## Data lines
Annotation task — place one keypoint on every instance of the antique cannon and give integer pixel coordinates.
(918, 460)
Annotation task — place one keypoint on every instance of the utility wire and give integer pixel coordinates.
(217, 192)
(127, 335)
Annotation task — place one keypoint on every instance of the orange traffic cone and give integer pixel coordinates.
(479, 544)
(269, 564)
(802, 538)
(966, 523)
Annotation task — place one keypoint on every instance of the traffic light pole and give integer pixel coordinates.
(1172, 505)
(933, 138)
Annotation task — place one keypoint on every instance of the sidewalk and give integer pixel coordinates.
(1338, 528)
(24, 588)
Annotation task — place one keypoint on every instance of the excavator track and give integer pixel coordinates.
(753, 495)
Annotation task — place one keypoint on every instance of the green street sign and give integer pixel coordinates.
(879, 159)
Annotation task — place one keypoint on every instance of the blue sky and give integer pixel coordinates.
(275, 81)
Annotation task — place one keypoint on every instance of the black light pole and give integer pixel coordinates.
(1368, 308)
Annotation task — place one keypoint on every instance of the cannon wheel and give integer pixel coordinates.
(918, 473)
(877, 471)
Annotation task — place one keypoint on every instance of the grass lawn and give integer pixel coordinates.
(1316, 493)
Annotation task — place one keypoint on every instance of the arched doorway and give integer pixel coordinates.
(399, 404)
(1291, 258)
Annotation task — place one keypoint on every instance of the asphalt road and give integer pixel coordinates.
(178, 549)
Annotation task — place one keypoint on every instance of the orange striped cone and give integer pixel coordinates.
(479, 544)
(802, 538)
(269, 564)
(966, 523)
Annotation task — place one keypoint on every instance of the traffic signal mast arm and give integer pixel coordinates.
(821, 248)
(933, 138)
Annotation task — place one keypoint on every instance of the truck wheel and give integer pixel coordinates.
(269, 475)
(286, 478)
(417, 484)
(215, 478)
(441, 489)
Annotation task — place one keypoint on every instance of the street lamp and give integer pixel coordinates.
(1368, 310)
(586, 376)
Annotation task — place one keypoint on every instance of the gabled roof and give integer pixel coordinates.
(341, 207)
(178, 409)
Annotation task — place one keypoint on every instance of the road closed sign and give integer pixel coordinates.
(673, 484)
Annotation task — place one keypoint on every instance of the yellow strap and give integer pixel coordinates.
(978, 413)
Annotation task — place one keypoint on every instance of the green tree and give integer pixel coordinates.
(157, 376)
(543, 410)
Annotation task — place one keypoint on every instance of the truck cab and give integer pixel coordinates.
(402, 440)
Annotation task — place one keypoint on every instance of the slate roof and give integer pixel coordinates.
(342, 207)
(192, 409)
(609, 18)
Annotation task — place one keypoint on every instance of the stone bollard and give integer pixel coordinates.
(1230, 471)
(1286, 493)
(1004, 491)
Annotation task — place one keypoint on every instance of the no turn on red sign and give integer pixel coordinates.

## The problem
Return all of the above records exactly, leaving no line out.

## Task output
Annotation task — place one keypoint on every instance of the antique cannon and give integer pixel coordinates.
(918, 460)
Annotation task — place one keypoint on every instance of the utility wire and give integer pixel coordinates.
(217, 192)
(127, 335)
Annotation task — place one keypoint on every instance of the orange traffic cone and give integer pixel coordinates.
(479, 544)
(269, 564)
(802, 538)
(966, 523)
Annotation task — place one keypoint on every instance of the traffic light pole and give integer pixel coordinates.
(1172, 505)
(933, 138)
Annotation task — place one keypoint on every instance of the sidewalk and give integer pixel coordinates.
(1338, 528)
(24, 588)
Annotation task — place one keypoint on every instance of the excavator track and give integer pixel coordinates.
(753, 495)
Annotation task — place one keypoint on every instance of the green street sign and give integer pixel coordinates.
(879, 159)
Annotation task — place one keypoint on every instance of the blue sky and give integer pixel coordinates.
(275, 81)
Annotation task — place one keypoint on every instance of the black light pole and give integer pixel coordinates.
(1368, 308)
Annotation task — place one keypoint on every instance of the cannon wheel and give integer pixel coordinates.
(918, 473)
(877, 471)
Annotation task — place one keypoint on every instance of the grass lawn and give integer pixel coordinates.
(1316, 493)
Annotation task — place one keypoint on every instance of the arched doorway and give integer pixel coordinates.
(399, 404)
(1291, 258)
Annotation task — place one keypoint on every instance of the asphalt road and give integer pixel coordinates.
(178, 549)
Annotation task — place one keypoint on every instance of the orange striped cone and give integer pixel coordinates.
(479, 544)
(802, 538)
(269, 564)
(966, 523)
Annotation task — place one keypoint on every instance of the traffic signal mast arm and give integer pixel coordinates.
(821, 248)
(933, 138)
Annotation task — place one keypoint on every instance of the truck wheel and give integer pixel coordinates.
(269, 475)
(286, 478)
(417, 484)
(215, 478)
(441, 489)
Annotation task — place one keypoint on every instance of the street lamp and give integer pixel coordinates.
(1368, 310)
(586, 376)
Annotation task — place one keypoint on every instance of the gabled roof and give integer pixel coordinates.
(341, 207)
(178, 409)
Annotation task — place one keypoint on every instance of the road closed sign and give integer pixel coordinates.
(673, 484)
Annotation task — place one keypoint on every instance of the yellow strap and give integer pixel coordinates.
(978, 413)
Annotation task — place one keypoint on every instance of the green tree and give integer pixel coordinates.
(157, 376)
(543, 410)
Annotation task — place one keypoint on every instance of the truck cab and give integer pixel coordinates.
(402, 440)
Annotation task — place one keypoint on every instance of the slate roof and give integer pixel coordinates.
(342, 207)
(192, 409)
(609, 18)
Annotation task — place one keypoint on every instance of the stone bollard and give integer pixel coordinates.
(1230, 471)
(1286, 493)
(1004, 491)
Annotation task — place one keypoint on every instance of the no turn on red sign and give integer pixel coordinates.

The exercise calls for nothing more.